In de bijna-winternacht

Photo by David Dibert on Unsplash

“En dan zeggen ze dat ik ‘gewoon’ op Jezus moet vertrouwen,” zucht de vriendin die bij me op bezoek is. “Dat wil ik wel, maar hoe dan?”

Ik tuur in mijn kopje en zucht ook. Ik heb een wolkje melk in de koffie, maar alles lijkt nogal zwart. Ik heb mijn huis opgegeven dit jaar, mijn werk en mijn vrienden achtergelaten om naar bijbelschool in Engeland te gaan. Nu ben ik voor de kerstvakantie terug in Nederland en vind ik het nog steeds lastig om op Jezus te vertrouwen. Ik voel me een nomade in eigen land, en in mijn eigen ziel. De afgelopen weken heb ik dingen over mezelf geleerd waar ik niet blij van word. Ik vraag me af of mensen mij tekort doen en ik vraag me af of ik hen tekort doe.

Het is de één na kortste dag van het jaar, de laatste dag van de herfst. Ik stap vroeg in de avond het duister in, onderweg naar een bidstond. Genoeg gebedspunten, en niet alleen in mezelf. Ik zie mensen samen aan tafel zitten die allemaal naar hun eigen telefoon kijken.

In een tunneltje hoor ik achter me twee vrouwen spreken. Even maken de woorden me hoopvoller. “Als dit geen tijd van verbondenheid is, dan weet ik het niet meer,” zegt de een, en als de ander instemmend mompelt, zegt ze: “We moeten er voor elkaar zijn. We moeten onszelf aan elkaar laten zien.”

Ik denk even dat het nog mooier zou zijn als we Iemand anders aan elkaar zouden laten zien. En dan, als de tweede vrouw weer instemmend mompelt, zegt Vrouw Eén monter: “Ik heb vandaag voor mezelf gekozen.”

-=-=-

• _JOUW DOEL_: Schrijf het gedeelte van de aangeleverde tekst dat begint bij "In de bijna-winternacht" en eindigt bij "hen tekort doe." woordelijk over.

• _VERZAMELD MATERIAAL_:
-=-=-

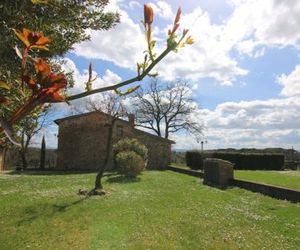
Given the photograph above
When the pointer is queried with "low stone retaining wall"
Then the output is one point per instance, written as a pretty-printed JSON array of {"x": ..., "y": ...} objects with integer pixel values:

-=-=-

• _ANTWOORD_:
In de bijna-winternacht

Photo by David Dibert on Unsplash

“En dan zeggen ze dat ik ‘gewoon’ op Jezus moet vertrouwen,” zucht de vriendin die bij me op bezoek is. “Dat wil ik wel, maar hoe dan?”

Ik tuur in mijn kopje en zucht ook. Ik heb een wolkje melk in de koffie, maar alles lijkt nogal zwart. Ik heb mijn huis opgegeven dit jaar, mijn werk en mijn vrienden achtergelaten om naar bijbelschool in Engeland te gaan. Nu ben ik voor de kerstvakantie terug in Nederland en vind ik het nog steeds lastig om op Jezus te vertrouwen. Ik voel me een nomade in eigen land, en in mijn eigen ziel. De afgelopen weken heb ik dingen over mezelf geleerd waar ik niet blij van word. Ik vraag me af of mensen mij tekort doen en ik vraag me af of ik hen tekort doe.